→ **GOAL**
List every line in the records below that contains the word "water", copying each such line whole. Matches must have the same case.

→ **TASK INPUTS**

--------------------------------------------------

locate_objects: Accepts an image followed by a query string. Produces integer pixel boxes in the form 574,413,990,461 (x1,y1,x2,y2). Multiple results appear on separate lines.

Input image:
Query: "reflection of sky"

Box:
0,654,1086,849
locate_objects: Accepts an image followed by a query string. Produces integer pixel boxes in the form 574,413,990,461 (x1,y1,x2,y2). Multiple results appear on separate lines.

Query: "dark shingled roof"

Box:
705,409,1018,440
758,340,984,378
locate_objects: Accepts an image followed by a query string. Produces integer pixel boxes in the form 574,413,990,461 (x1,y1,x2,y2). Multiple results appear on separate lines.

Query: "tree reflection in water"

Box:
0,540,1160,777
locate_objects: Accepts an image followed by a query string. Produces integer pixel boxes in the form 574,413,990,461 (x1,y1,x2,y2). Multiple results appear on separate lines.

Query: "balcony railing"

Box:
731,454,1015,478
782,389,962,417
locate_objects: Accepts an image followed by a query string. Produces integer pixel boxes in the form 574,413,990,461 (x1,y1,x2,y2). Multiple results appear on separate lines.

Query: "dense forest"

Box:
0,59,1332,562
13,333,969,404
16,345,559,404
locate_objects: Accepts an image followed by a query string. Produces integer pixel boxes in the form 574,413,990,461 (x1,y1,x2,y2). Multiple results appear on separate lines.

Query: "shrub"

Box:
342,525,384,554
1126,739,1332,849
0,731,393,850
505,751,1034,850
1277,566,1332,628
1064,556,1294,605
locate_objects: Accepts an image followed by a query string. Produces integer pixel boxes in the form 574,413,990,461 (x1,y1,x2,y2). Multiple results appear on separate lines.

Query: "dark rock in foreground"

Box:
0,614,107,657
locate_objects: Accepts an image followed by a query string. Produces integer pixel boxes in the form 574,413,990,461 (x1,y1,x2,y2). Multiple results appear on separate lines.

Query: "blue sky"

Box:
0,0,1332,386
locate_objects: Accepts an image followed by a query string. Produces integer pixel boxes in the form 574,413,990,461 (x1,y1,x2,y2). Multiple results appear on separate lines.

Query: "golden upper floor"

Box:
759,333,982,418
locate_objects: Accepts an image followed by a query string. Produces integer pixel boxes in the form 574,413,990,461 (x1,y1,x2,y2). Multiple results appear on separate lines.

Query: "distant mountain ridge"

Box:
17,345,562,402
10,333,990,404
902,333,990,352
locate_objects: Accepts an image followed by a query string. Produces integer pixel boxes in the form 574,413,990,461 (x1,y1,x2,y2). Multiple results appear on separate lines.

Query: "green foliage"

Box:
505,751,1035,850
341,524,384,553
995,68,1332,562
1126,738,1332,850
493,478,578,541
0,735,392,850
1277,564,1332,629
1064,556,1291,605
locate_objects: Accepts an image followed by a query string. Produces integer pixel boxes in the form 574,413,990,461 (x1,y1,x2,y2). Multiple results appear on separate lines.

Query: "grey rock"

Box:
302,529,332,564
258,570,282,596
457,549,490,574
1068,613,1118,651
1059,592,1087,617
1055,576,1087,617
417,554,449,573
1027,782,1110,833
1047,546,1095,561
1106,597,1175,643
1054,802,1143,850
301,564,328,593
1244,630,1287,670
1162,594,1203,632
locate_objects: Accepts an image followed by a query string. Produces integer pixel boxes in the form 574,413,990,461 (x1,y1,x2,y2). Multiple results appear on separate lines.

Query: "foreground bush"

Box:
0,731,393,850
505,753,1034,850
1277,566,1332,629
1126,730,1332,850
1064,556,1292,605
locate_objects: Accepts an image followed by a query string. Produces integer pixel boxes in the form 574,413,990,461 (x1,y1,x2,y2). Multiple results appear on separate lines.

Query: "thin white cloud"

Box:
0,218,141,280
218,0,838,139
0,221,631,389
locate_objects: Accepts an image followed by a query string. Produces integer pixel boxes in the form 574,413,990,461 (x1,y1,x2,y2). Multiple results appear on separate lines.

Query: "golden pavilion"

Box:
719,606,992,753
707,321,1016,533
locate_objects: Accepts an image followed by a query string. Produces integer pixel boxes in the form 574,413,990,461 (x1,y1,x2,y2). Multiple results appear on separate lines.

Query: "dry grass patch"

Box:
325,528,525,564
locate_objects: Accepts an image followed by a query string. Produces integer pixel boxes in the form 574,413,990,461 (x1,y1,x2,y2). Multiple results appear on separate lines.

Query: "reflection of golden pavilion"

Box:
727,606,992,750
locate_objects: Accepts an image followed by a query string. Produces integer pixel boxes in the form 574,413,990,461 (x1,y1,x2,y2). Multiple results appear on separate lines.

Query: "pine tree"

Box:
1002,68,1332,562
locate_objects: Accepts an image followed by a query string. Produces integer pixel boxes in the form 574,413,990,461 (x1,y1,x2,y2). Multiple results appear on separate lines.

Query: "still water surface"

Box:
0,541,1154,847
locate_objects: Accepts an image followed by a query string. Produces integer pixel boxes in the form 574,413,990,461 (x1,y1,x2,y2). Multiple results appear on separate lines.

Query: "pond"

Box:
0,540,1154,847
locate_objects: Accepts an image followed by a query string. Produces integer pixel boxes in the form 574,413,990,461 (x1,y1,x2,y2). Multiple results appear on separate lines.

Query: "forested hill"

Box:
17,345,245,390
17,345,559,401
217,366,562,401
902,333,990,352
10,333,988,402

--------------------------------------------------

→ **RESULT OF THE TASK**
Query: "tree reflection in water"
Query: "still water surface"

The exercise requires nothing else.